Direction: Your output is the line containing "Mark the innermost point of each instance of the person walking" plus all lines after it to the end of the records, reproduced exactly, with nothing else.

[Stored items from a collection]

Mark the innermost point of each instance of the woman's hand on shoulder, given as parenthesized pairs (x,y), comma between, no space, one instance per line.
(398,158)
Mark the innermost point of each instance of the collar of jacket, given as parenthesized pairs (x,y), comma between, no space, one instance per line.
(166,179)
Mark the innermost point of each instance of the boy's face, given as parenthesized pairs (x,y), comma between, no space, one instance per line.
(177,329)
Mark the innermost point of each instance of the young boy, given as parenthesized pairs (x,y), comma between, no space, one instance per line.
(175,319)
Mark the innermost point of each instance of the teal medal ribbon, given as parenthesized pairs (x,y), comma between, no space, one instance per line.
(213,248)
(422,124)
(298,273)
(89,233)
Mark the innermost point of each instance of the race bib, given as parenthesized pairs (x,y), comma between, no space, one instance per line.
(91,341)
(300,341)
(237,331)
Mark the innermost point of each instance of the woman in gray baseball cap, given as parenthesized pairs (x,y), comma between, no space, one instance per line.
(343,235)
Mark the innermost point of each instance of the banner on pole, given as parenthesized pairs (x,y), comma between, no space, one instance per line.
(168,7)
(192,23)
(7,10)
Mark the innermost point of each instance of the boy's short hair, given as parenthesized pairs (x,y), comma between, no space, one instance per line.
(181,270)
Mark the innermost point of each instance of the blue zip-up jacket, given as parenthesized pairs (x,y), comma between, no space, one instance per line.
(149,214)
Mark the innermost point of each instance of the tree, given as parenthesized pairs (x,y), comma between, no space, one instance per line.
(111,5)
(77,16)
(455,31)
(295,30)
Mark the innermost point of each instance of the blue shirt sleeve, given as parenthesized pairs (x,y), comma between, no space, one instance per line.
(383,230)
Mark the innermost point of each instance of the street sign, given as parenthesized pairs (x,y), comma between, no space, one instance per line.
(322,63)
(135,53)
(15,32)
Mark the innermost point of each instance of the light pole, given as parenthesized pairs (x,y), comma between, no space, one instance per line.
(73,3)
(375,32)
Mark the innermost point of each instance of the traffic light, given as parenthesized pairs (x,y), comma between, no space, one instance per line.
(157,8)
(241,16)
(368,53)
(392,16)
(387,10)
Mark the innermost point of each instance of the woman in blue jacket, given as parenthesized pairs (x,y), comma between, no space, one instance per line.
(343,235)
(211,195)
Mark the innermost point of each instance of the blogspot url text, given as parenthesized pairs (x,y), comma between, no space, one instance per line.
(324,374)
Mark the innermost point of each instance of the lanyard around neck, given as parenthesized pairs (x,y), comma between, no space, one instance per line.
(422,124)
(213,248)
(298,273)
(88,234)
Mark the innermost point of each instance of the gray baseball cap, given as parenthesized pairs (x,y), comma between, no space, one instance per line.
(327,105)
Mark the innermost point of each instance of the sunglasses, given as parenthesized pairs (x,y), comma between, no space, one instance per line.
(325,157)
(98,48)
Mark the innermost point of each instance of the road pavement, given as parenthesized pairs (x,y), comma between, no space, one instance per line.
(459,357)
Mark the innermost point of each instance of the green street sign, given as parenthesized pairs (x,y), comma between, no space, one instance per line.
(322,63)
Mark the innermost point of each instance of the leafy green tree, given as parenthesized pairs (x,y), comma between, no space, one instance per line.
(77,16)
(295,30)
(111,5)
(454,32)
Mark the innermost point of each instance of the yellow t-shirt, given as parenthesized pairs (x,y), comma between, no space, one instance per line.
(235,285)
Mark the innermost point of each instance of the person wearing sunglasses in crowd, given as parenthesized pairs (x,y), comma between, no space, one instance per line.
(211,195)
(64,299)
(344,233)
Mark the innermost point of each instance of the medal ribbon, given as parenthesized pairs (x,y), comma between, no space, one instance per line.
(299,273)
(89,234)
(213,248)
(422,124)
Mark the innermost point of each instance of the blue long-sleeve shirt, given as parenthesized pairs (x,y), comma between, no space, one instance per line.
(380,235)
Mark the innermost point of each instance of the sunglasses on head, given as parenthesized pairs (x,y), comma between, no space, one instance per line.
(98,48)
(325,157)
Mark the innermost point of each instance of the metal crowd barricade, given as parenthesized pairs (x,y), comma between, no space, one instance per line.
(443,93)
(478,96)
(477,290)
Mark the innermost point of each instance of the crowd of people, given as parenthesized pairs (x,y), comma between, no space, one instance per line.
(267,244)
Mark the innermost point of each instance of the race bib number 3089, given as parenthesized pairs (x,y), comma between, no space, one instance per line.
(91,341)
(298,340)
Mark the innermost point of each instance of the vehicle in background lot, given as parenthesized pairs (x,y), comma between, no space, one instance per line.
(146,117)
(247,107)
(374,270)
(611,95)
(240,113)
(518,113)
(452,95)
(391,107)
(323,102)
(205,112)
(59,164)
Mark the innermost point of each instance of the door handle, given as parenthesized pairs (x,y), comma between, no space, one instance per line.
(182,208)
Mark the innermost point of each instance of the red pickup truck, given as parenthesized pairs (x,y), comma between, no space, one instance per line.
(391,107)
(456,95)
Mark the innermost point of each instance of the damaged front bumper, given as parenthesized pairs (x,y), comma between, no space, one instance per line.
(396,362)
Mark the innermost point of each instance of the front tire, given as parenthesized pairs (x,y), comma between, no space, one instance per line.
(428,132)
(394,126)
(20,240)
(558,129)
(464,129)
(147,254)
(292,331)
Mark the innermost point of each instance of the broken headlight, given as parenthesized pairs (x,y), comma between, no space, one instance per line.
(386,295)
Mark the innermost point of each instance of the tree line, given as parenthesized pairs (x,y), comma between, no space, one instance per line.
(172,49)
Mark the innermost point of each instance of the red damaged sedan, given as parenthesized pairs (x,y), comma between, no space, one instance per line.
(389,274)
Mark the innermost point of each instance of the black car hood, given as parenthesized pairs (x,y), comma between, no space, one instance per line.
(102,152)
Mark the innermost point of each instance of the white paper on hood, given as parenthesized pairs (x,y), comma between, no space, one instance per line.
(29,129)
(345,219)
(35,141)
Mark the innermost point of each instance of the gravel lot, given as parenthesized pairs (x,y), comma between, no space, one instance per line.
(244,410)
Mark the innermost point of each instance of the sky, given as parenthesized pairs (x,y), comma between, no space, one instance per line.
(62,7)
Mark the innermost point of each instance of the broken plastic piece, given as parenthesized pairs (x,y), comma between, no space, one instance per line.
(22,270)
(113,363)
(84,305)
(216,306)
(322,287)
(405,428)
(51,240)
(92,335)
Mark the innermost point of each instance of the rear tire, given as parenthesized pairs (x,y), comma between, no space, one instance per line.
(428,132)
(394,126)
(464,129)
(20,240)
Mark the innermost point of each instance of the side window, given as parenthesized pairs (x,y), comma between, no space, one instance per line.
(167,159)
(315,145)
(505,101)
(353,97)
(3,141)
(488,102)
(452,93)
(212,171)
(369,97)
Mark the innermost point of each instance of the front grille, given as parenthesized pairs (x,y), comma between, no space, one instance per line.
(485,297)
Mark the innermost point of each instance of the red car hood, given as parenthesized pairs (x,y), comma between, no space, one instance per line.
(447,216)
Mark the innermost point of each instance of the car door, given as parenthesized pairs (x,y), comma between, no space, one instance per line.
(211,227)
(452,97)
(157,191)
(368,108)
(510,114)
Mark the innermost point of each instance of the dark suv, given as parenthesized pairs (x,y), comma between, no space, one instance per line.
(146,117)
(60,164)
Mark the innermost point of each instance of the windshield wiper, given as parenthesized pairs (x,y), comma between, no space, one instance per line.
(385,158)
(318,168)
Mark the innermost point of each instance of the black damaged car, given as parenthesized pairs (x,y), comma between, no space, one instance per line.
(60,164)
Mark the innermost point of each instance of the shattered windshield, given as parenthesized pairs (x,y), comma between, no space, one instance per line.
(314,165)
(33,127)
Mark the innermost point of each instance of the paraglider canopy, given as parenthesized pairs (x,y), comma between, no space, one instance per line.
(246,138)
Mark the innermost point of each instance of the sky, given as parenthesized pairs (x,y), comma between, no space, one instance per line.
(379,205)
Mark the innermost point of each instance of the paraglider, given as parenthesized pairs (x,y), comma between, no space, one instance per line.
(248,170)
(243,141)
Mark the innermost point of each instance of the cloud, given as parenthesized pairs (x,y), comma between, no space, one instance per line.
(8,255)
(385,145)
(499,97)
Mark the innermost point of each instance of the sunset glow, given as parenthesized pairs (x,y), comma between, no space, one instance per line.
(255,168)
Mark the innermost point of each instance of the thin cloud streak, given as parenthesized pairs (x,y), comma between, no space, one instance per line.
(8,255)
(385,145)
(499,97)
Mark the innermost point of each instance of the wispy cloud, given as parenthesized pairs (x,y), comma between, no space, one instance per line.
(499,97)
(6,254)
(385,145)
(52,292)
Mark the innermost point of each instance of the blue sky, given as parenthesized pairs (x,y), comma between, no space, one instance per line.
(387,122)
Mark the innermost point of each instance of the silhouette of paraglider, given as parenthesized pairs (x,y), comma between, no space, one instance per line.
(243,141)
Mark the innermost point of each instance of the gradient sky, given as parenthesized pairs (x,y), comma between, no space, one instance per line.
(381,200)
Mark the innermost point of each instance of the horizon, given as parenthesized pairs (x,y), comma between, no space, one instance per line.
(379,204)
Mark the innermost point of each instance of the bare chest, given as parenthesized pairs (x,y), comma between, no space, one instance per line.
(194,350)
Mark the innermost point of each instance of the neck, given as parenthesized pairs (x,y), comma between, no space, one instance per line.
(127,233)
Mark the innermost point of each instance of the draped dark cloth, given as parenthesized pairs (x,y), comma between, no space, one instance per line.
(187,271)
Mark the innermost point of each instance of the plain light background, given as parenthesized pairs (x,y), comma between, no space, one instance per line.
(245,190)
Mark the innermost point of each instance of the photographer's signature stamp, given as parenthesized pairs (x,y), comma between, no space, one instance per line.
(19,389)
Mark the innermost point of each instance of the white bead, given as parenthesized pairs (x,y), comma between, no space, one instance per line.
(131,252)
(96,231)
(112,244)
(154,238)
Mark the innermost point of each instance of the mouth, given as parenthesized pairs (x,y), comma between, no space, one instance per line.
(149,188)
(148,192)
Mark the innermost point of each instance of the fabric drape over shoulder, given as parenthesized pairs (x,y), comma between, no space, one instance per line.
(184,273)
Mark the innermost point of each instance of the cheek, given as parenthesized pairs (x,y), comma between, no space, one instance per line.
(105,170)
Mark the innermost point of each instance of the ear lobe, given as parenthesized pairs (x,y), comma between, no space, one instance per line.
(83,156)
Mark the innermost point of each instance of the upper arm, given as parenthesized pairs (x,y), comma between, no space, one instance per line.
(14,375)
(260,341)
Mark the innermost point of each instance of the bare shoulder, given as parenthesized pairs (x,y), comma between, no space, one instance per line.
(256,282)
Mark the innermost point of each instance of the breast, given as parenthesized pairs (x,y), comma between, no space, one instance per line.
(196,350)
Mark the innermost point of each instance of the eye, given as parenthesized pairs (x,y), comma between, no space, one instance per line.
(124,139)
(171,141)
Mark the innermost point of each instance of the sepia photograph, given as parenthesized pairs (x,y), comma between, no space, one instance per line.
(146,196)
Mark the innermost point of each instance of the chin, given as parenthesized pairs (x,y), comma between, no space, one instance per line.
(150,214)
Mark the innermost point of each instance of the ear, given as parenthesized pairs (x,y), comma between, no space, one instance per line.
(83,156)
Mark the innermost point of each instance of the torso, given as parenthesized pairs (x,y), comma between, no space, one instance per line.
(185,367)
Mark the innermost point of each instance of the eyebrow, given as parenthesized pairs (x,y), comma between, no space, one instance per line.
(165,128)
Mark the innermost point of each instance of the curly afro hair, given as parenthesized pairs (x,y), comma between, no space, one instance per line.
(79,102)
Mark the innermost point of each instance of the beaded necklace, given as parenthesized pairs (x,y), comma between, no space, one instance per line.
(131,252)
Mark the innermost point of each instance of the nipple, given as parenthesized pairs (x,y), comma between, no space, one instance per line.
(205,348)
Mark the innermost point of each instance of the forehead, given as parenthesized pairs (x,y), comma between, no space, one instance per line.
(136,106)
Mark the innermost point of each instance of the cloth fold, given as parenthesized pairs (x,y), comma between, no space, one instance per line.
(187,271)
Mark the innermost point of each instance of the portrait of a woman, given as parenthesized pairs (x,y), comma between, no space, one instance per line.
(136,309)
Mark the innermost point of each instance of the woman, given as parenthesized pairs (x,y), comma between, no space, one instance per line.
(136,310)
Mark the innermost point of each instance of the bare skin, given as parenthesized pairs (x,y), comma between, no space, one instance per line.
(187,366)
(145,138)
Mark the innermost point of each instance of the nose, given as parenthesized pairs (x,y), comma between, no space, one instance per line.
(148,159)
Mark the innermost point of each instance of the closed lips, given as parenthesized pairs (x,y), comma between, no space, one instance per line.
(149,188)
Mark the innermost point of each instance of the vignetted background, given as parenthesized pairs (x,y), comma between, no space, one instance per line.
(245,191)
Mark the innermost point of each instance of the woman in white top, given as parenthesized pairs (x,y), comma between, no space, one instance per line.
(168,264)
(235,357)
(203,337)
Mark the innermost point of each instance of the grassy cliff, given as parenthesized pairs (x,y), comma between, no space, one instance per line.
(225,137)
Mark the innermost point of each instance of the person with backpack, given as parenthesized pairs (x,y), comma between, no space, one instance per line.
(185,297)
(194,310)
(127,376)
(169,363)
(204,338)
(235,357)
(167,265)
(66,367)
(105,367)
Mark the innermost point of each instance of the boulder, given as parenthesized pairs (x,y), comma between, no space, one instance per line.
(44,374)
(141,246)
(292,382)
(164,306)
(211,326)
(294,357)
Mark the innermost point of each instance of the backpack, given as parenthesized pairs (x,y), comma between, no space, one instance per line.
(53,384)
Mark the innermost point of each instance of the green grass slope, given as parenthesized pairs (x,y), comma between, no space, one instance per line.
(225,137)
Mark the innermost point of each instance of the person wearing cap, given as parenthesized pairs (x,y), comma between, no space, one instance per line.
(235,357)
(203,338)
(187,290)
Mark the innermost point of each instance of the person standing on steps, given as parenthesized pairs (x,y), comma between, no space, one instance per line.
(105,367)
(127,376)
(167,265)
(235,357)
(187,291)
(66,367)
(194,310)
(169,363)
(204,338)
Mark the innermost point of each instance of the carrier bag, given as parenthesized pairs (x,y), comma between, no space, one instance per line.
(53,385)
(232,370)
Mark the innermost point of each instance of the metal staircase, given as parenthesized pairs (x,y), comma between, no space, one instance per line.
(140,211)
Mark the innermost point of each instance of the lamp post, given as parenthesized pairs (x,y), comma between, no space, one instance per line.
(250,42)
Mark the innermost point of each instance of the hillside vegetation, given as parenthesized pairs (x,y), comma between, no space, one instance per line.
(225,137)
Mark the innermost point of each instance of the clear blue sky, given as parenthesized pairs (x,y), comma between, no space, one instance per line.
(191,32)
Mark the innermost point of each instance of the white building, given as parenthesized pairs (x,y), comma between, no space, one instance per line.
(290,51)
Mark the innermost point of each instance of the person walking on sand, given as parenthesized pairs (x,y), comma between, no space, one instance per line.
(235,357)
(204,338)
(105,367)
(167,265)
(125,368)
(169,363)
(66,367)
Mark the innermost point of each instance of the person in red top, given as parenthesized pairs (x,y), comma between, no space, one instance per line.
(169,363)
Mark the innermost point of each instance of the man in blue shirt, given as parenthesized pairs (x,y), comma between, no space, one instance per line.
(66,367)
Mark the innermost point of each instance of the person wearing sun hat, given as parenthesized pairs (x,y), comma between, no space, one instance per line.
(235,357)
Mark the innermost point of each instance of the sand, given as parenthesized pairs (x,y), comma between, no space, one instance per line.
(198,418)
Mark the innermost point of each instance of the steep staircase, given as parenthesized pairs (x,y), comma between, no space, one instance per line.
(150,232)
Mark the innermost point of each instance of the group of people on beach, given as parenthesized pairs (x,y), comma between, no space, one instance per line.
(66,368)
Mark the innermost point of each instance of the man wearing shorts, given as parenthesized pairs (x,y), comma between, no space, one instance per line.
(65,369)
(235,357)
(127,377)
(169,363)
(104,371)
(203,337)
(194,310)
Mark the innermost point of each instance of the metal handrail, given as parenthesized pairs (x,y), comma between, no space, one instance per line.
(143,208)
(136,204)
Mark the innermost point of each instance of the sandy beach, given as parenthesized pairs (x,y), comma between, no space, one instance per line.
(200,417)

Response below:
Mark the innermost point of each instance of the person walking on sand, given as parenthesized pairs (x,y), comma between, no space, one instance per line.
(235,357)
(204,338)
(105,367)
(167,265)
(125,368)
(169,363)
(66,367)
Mark the innermost point of each instance of the person in red top, given as parenthesized pairs (x,y), comma between, no space, one instance per line.
(169,363)
Mark the innermost point of each instance of the man in blue shirt, given as parenthesized pairs (x,y), comma between, no space, one instance per line.
(66,367)
Mark the innermost point of each instance of the person wearing sun hat, given as parenthesized pairs (x,y), comma between, no space, one instance per line.
(235,357)
Mark the innermost point of each instance of the sand, given as parenthesized pairs (x,y), comma between, no space, one instance per line.
(198,418)
Mark the innermost point of each instance of the steep staircase, given as parenthesized pairs (x,y), comma between, no space, one instance per line.
(150,232)
Mark the innermost point of each instance of the group of people on beach, given as parenthesized pairs (x,y), comma between, no space, one instance per line.
(66,368)
Mark the innermost point of each instance of the man wearing shorts, given as parenthesized pairs (x,y), comma between, no space, one instance per line.
(65,369)
(235,357)
(127,377)
(169,363)
(104,371)
(203,337)
(194,310)
Mark the innermost point of each instance of the metal handrail, given as parenthesized pairs (x,y), comma between, no space, one instance per line.
(143,208)
(136,204)
Mark the innermost point of each instance of the sandy beach, given as parenthesized pairs (x,y), comma between, no space, one instance per line.
(200,417)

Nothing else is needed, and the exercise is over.